Rewrite each of the records below, replacing "thickest" with "widest" wherever it occurs and leaving everything else unchanged.
######
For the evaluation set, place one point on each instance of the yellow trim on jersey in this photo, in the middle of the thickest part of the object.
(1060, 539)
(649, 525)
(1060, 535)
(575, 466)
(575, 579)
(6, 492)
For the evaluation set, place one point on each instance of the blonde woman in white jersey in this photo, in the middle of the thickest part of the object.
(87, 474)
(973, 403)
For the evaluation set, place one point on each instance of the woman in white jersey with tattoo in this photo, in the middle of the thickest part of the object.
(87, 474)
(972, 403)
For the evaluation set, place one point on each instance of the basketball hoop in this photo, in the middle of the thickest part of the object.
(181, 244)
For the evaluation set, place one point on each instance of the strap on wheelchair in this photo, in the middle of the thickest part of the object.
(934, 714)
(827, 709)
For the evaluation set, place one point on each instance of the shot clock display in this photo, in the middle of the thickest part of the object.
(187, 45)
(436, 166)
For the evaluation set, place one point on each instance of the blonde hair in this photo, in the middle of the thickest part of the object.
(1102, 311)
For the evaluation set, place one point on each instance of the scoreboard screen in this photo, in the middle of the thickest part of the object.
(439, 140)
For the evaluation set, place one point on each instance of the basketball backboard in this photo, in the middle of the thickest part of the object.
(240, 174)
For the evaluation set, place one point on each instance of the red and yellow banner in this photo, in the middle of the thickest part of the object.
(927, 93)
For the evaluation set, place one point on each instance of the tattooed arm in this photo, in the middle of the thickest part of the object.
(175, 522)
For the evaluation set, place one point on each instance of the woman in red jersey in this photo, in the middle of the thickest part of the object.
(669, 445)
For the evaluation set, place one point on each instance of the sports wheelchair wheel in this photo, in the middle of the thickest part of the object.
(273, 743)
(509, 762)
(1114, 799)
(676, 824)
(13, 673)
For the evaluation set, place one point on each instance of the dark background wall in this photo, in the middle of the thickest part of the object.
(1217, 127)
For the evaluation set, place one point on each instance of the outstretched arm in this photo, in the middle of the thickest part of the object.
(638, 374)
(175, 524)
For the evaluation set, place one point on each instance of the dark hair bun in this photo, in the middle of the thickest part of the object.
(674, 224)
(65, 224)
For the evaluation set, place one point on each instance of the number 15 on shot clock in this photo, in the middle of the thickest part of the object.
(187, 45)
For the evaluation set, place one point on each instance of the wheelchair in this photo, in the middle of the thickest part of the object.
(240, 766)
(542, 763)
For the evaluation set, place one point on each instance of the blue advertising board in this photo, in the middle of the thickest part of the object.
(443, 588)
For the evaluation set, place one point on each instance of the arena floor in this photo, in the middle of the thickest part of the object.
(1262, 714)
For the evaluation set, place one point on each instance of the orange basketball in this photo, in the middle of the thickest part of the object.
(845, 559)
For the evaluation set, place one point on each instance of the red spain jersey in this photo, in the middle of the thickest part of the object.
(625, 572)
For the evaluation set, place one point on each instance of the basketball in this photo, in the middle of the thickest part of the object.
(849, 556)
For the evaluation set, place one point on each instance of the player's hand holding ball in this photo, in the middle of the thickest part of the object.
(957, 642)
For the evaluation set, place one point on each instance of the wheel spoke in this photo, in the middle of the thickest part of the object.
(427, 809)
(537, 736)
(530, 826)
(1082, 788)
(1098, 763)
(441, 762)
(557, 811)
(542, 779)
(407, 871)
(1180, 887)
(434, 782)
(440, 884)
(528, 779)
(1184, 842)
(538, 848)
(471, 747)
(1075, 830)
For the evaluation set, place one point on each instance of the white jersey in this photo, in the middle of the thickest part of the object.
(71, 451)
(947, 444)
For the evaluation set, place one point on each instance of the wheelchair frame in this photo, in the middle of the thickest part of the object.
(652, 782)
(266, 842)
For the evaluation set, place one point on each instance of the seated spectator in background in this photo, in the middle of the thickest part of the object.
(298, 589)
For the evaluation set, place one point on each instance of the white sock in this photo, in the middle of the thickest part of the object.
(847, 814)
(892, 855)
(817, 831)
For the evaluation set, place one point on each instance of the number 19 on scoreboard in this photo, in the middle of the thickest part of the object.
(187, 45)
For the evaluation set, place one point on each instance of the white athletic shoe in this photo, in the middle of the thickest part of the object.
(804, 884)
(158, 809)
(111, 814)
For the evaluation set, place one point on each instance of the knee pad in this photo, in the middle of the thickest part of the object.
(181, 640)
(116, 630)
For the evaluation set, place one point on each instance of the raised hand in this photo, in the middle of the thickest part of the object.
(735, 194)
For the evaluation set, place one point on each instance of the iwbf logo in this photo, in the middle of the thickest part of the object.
######
> **FINISHED EXERCISE**:
For the evaluation set, place one point on each instance of the yellow trim on jersey in this photo, in the middle of the widest part of the object.
(1060, 539)
(649, 525)
(1060, 535)
(575, 466)
(575, 579)
(6, 492)
For the evaluation set, place one point on each instance of the blonde woman in white jersey in this photo, in the middle of the widest part of the object.
(87, 474)
(973, 403)
For the evaluation set, place one point on each instance of the woman in white jersey with tattoo in this photo, in the middle of the widest part of the object.
(87, 474)
(972, 403)
For the evaluation set, place one point on each instance of the basketball hoop in this photo, in the middle of the widest part of the object.
(181, 244)
For the evaluation set, place one point on each instance of the strap on wheelchair in this photo, in the middle of the widest part of the object.
(934, 714)
(827, 709)
For the evaluation set, place one point on each instance of the shot clock display in this photo, in the middle of the widest part of the object.
(187, 45)
(436, 166)
For the evaluation set, place one point on each instance of the blonde hair in this photo, in the middle of the widest part of the object.
(1102, 311)
For the evaluation set, place one point on each instance of the scoreboard screen in this photo, in the middle of the widest part of the object.
(439, 140)
For the evaluation set, place one point on each instance of the basketball backboard in this photo, in the middle of the widest part of the object.
(240, 174)
For the evaluation set, place one point on each instance of the red and yellow banner in this photo, in the middle of the widest part of the object.
(927, 93)
For the evaluation set, place one point on each instance of the tattooed arm in this photo, in the middle of the widest part of the object.
(175, 522)
For the evaluation set, place one point on each instance of the woman in red jersey in this photo, in the middle of the widest part of the object.
(669, 445)
For the evaluation set, place one point on each instance of the sports wheelchair wheel in this photo, in the middle of the widest part of the object.
(273, 743)
(509, 762)
(1114, 799)
(676, 824)
(13, 673)
For the evaluation set, place one point on each instance of the dark background wall in this photo, in the middle of the widest part of the object.
(1217, 127)
For the evaluation set, place one point on each instance of the outstretched arm in this photo, in the middle of the widest part of the object.
(638, 374)
(175, 524)
For the evaluation set, place one point on each instance of the dark hair bun in this photo, in the middle of the widest part of the object.
(674, 224)
(65, 224)
For the evaluation set, place one point on each instance of the number 15 on shot clock in this photo, in the middle of the widest part of the object.
(187, 45)
For the evaluation set, place one point on each instance of the wheelchair in this photo, in the middle of the widest part of the object.
(240, 766)
(542, 763)
For the evaluation set, place one point on each instance of the blue advertising board in this photo, in the middle of the widest part of the object.
(443, 588)
For the evaluation set, place one point on each instance of the arena floor in this photo, in the middle of the widest part of the object.
(1262, 714)
For the evaluation set, place one point on each instance of the orange basketball in this photo, in the middle of the widest part of the object.
(845, 559)
For the evaluation set, place one point on each instance of the red spain jersey in this photo, in the middle of the widest part of the object.
(625, 572)
For the evaluation set, place one point on each instance of the basketball in this photo, in the middle of the widest part of the object.
(849, 556)
For the evaluation set, place one point on each instance of the player's hand holding ball in this photo, in the middle of the widest part of the object.
(957, 642)
For the evaluation set, place one point on each instance of the wheel spoke in this photo, in the middle of the widest part of the object.
(427, 809)
(537, 736)
(530, 826)
(1082, 788)
(1098, 763)
(441, 762)
(557, 811)
(542, 779)
(407, 871)
(1180, 887)
(434, 782)
(440, 884)
(528, 779)
(1184, 842)
(538, 848)
(471, 747)
(1075, 830)
For the evaluation set, place one point on each instance of the white jersey in this photo, in the middle of the widest part of the object.
(71, 451)
(947, 444)
For the evaluation set, place one point on each instance of the wheelchair frame in this photo, in the middle of the widest part of the object.
(652, 782)
(266, 842)
For the evaluation set, place one point on each instance of the seated spectator in background in this photo, in the middle of the widest part of the object.
(298, 589)
For the evaluation set, place one point on each instance of the white sock in this photo, in the middle of the widest part of the object.
(847, 814)
(892, 855)
(817, 831)
For the evaluation set, place one point on each instance of the number 19 on scoreboard in this photo, in the middle of the widest part of the object.
(187, 45)
For the evaluation set, place one point on each instance of the white athletic shoe in this photo, in the middle of the widest part of the object.
(804, 884)
(158, 809)
(111, 814)
For the evaluation set, place one point on each instance of the knee pad in this photo, in the middle of the widest part of the object.
(181, 640)
(116, 630)
For the evaluation set, place one point on each instance of the raised hand in this photo, in the middle of the widest part of the object.
(735, 194)
For the evaluation set, place one point on each instance of the iwbf logo in this photo, in the middle of the widest part of the object.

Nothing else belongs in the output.